EXERCISE DESCRIPTION
Type out the listing again, exactly, with every line included.

==== EXCERPTED RECORDS

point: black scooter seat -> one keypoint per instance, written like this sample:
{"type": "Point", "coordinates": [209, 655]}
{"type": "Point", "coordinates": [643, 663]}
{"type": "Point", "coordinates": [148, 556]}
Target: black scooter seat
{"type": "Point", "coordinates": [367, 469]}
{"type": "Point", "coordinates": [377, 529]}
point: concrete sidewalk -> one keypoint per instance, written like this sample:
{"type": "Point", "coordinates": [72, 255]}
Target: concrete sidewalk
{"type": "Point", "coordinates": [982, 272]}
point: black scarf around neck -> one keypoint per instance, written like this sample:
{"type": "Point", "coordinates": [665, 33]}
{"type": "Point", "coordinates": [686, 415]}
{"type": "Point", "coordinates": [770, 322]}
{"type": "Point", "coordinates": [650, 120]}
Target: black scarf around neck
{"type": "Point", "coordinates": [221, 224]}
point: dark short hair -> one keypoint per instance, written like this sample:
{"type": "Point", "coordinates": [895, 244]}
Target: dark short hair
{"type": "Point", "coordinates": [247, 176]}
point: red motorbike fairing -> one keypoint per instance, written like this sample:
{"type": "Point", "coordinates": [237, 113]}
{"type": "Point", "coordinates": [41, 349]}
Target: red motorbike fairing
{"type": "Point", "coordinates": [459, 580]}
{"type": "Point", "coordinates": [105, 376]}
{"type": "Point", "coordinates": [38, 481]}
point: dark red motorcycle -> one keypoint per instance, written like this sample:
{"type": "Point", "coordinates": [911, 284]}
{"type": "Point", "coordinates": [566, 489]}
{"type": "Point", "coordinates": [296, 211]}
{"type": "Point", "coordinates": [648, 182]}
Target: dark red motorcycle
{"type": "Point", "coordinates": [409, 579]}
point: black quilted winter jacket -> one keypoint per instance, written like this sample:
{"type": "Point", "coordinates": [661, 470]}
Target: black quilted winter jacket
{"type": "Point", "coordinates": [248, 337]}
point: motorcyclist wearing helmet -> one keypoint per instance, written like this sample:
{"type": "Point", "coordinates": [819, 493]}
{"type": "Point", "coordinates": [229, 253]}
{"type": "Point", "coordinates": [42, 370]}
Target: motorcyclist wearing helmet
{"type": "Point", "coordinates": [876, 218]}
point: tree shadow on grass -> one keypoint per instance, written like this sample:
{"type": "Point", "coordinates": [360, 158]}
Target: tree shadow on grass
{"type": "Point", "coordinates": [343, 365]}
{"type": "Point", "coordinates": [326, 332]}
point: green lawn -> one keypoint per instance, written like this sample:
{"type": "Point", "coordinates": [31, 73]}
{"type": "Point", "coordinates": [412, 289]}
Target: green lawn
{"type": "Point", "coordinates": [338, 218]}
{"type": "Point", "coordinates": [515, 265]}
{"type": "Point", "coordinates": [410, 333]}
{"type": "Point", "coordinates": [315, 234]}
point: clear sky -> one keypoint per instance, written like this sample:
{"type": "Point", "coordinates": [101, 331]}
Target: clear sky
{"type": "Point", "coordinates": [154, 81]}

========

ANSWER TO THE PROBLEM
point: black scooter seat -> one keypoint per instance, written like this sample:
{"type": "Point", "coordinates": [209, 655]}
{"type": "Point", "coordinates": [643, 663]}
{"type": "Point", "coordinates": [148, 556]}
Target: black scooter seat
{"type": "Point", "coordinates": [367, 469]}
{"type": "Point", "coordinates": [377, 529]}
point: concrete sidewalk -> one keypoint per instance, written like this sample:
{"type": "Point", "coordinates": [72, 255]}
Target: concrete sidewalk
{"type": "Point", "coordinates": [982, 272]}
point: black scarf around neck -> one keypoint per instance, written like this sample:
{"type": "Point", "coordinates": [665, 33]}
{"type": "Point", "coordinates": [686, 415]}
{"type": "Point", "coordinates": [770, 322]}
{"type": "Point", "coordinates": [650, 120]}
Target: black scarf around neck
{"type": "Point", "coordinates": [221, 224]}
point: dark short hair -> one keypoint per instance, written like this sample:
{"type": "Point", "coordinates": [895, 244]}
Target: dark short hair
{"type": "Point", "coordinates": [247, 176]}
point: red motorbike fairing -> one keypoint per instance, written like this sample:
{"type": "Point", "coordinates": [237, 113]}
{"type": "Point", "coordinates": [41, 349]}
Target: red motorbike fairing
{"type": "Point", "coordinates": [459, 580]}
{"type": "Point", "coordinates": [105, 376]}
{"type": "Point", "coordinates": [38, 481]}
point: dark red motorcycle -> one keypoint per instance, written like this sample:
{"type": "Point", "coordinates": [911, 284]}
{"type": "Point", "coordinates": [566, 489]}
{"type": "Point", "coordinates": [296, 211]}
{"type": "Point", "coordinates": [648, 182]}
Target: dark red motorcycle
{"type": "Point", "coordinates": [409, 579]}
point: black quilted winter jacket -> one keypoint per instance, written like this sample:
{"type": "Point", "coordinates": [661, 470]}
Target: black quilted winter jacket
{"type": "Point", "coordinates": [248, 337]}
point: motorcyclist wearing helmet -> one keypoint per instance, written like this sample:
{"type": "Point", "coordinates": [819, 493]}
{"type": "Point", "coordinates": [229, 253]}
{"type": "Point", "coordinates": [42, 370]}
Target: motorcyclist wearing helmet
{"type": "Point", "coordinates": [876, 218]}
point: tree shadow on grass -> one keypoint per instance, written like this sample:
{"type": "Point", "coordinates": [360, 158]}
Target: tree shadow on grass
{"type": "Point", "coordinates": [343, 365]}
{"type": "Point", "coordinates": [326, 332]}
point: green lawn -> one keypoint per instance, written like this sample:
{"type": "Point", "coordinates": [31, 73]}
{"type": "Point", "coordinates": [412, 289]}
Target: green lawn
{"type": "Point", "coordinates": [338, 218]}
{"type": "Point", "coordinates": [515, 265]}
{"type": "Point", "coordinates": [410, 333]}
{"type": "Point", "coordinates": [315, 234]}
point: clear sky -> one keypoint per instance, written like this sample:
{"type": "Point", "coordinates": [101, 331]}
Target: clear sky
{"type": "Point", "coordinates": [154, 81]}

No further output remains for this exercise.